> [What the task requires] Extend the Advent reflection on grief and a season of funerals, picking up after its final sentence.

> [Text provided]
===============

The First Week of Advent 2022

Last night I had dinner with a friend who has known me since my last year of seminary. We had no idea when we met this friendship would grow or that our professional lives would weave together. As I drove home from dinner, along city streets I rarely drive, surrounded by more vehicles than I see in a normal week in my own town, I was thinking about how valuable these friendships we are given prove to be over time.

The reason this came to mind was the question my friend asked and then her response. She asked me, “How are you doing with your grief?” I replied, “I am sad.” She replied, “Yes.”

For those of you readers not aware we are in a season of funerals. A season of funerals is the name I have given to those times when we have a number of funerals in a shortened time frame. Sometimes we reach double digits in the course of a few months, sometimes we have a handful in the course of a month or two. Always, these seasons seem to catch us by surprise.

My friend’s question and response acknowledge three things: one, that I am grieving the death of people I love; two, that it is okay I am sad; and three, I am known and loved. Often I hear from others that pastors do not really love the people they serve, and that a good pastor will be able to move quickly through the emotions surrounding a death in the community. I have always disagreed with this idea. I think this is a misunderstanding of the reality of sharing life and ministry with others.

The reality is pastors are people who come to love the community God has called them to serve. Pastors grieve along with the community when someone dies, but they also grieve themselves. The longer you live in a community, the more life you share with the community, the more friendships you grow, the more your lives are woven together. The death of someone in that community pulls on a thread, changes the way the tapestry looks, and makes it more noticeable someone else is missing.

My faith assures me I will see those people again, and one day when I can look back on the tapestry of my life I will be able to see how all the people I have encountered, all those threads, have been woven together to create something beautiful and unique. I hold on to that hopeful promise and look forward to that day.

It is that promise that allows me to acknowledge I am sad. To be honest that my tears are on the surface during this season. It seems to me being able to name my sadness and cry my tears allows me to honor the love I have been given by those no longer here with us, while also honoring the love I have with all the other people who have been woven into my life.

===============

Extracted data entries

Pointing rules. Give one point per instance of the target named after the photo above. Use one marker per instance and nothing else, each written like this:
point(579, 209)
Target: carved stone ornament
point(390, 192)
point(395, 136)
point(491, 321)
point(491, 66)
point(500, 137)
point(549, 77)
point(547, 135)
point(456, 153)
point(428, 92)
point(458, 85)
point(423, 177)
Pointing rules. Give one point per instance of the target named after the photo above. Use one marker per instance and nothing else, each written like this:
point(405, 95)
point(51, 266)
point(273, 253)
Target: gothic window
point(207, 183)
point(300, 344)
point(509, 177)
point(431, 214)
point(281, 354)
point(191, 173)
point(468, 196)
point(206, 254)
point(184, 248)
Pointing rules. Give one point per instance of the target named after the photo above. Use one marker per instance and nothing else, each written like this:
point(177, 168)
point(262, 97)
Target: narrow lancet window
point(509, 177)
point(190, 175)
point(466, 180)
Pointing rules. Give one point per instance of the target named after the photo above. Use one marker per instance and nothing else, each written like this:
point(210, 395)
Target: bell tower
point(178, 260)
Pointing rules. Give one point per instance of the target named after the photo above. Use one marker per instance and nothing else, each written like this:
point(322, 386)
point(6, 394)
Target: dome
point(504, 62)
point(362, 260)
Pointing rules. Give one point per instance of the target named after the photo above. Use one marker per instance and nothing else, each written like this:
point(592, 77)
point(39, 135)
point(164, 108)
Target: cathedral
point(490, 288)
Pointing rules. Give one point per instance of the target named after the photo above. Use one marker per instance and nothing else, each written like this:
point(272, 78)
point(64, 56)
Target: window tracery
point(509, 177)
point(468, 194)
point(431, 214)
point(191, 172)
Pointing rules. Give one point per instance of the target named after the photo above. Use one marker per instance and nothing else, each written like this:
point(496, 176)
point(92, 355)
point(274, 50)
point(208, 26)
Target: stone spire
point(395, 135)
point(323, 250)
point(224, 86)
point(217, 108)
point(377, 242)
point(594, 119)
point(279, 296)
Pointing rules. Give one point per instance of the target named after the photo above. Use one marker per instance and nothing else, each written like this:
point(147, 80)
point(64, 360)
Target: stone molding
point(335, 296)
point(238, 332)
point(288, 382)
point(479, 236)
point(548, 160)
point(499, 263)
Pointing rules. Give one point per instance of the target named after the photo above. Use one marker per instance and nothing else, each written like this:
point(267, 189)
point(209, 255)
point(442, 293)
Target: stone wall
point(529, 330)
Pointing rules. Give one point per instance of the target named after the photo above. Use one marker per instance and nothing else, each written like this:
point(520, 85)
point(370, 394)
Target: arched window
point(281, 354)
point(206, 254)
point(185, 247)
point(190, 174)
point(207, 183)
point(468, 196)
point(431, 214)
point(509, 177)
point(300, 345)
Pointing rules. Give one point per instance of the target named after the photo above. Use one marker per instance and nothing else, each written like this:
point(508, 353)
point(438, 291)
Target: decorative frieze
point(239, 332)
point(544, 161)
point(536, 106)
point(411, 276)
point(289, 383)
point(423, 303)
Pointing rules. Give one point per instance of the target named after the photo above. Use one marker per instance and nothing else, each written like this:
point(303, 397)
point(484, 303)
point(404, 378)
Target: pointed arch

===============

> [Response]
Last night my friend stood beside me, literally and figuratively, in my grief. She did not push me to share or even ask me to explain, she let me name my sadness and she held that space for me. That moment walking down a city street, surrounded by buildings, people, vehicles, and noise, felt holy.

This morning reflecting back on that moment I am struck by how the theme of the first week of Advent met me on a city street. The theme from our liturgy last Sunday was hope, and we were encouraged to recognize the moments of hope we encounter in our days. In all the good moments of this first week, it was that holy moment last night that broke open my heart. There was much around us on that sidewalk to fill me with hopelessness, yet on an unfamiliar street the Holy Spirit moved in my heart and filled me with hope.

As this first week of Advent draws to a close, I am mindful of all the threads of friendship woven into my life. I am astonished I have known so many people who continue to demonstrate to me what it means to love, to be a friend, to be human, and to share this life with others. I am thankful for the lessons I continue to learn and a faith that continues to deepen. I am eager for the coming holy moments in which my hope will be renewed and grow. I live in anticipation of the day when all our sadness will be no more, and in its place will be a knowledge of how deeply we are loved and connected.

Onward I go stumbling toward that promised day. May your journey this Advent season break open your heart to an eternal love that is beyond measure, and fill you with hope, even in your sadness. Remember you are a valuable thread in many tapestries.